Selected text:
IMDB Scraper¶
Scrape user reviews and ratings from IMDB for movies, TV shows, and episodes.
Quick Start¶
from sentimatrix import Sentimatrix
async with Sentimatrix() as sm:
reviews = await sm.scrape_reviews(
"https://www.imdb.com/title/tt0111161/", # Shawshank Redemption
platform="imdb",
max_reviews=100
)
for review in reviews:
print(f"Rating: {review.rating}/10")
print(f"Title: {review.title}")
print(f"Review: {review.text[:200]}...")
Configuration¶
reviews = await sm.scrape_reviews(
url="https://imdb.com/title/tt.../",
platform="imdb",
max_reviews=200, # Max reviews
sort_by="helpfulness", # "helpfulness", "date", "rating"
filter_rating=None, # Filter by star rating (1-10)
)
Supported URL Formats¶
# Movie/TV show page
"https://www.imdb.com/title/tt0111161/"
# Reviews page
"https://www.imdb.com/title/tt0111161/reviews"
# Just IMDB ID
"tt0111161"
Review Object¶
@dataclass
class Review:
text: str # Review content
title: str # Review title
author: str # Reviewer username
rating: int # 1-10 stars
posted_date: datetime # Review date
helpful_count: int # Helpful votes
platform: str = "imdb"
metadata: dict # Extra data
Metadata Fields¶
review.metadata = {
"imdb_id": "tt0111161",
"movie_title": "The Shawshank Redemption",
"movie_year": 1994,
"review_id": "rw1234567",
"spoiler_warning": False,
"total_votes": 150
}
Example: Movie Sentiment Analysis¶
async with Sentimatrix(config) as sm:
# Scrape reviews
reviews = await sm.scrape_reviews(
"tt0111161", # Shawshank Redemption
platform="imdb",
max_reviews=500
)
# Analyze sentiment
results = await sm.analyze_batch([r.text for r in reviews])
# Correlate with ratings
for review, result in zip(reviews, results):
print(f"Rating: {review.rating}/10, Sentiment: {result.sentiment}")
# Generate summary
summary = await sm.summarize_reviews(reviews)
print(summary)
Rate Limits¶
| Method | Rate Limit |
|---|---|
| Default | 15 req/min |
| With Proxy | Higher |

Exercise instructions:
• 1. Answer these questions using the IMDB Scraper page:
(a) What is the default rate limit?
(b) Which three values are listed as options for sort_by?
(c) Which field of the Review object holds the reviewer username?
• 2. Rewrite everything from "# Correlate with" down to "print(summary)" in the IMDB Scraper page, putting "digest" wherever "summary" appears.

Source data:

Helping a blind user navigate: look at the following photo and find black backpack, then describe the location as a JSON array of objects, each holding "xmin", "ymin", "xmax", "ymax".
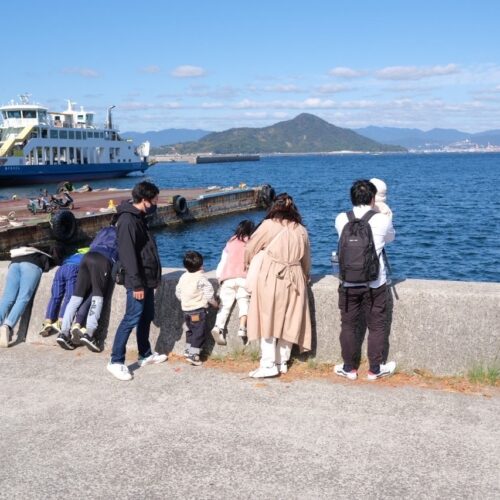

Answers to each task:
• 1.
(a) 15 req/min
(b) "helpfulness", "date", "rating"
(c) author

• 2.
# Correlate with ratings
for review, result in zip(reviews, results):
print(f"Rating: {review.rating}/10, Sentiment: {result.sentiment}")
# Generate digest
digest = await sm.summarize_reviews(reviews)
print(digest)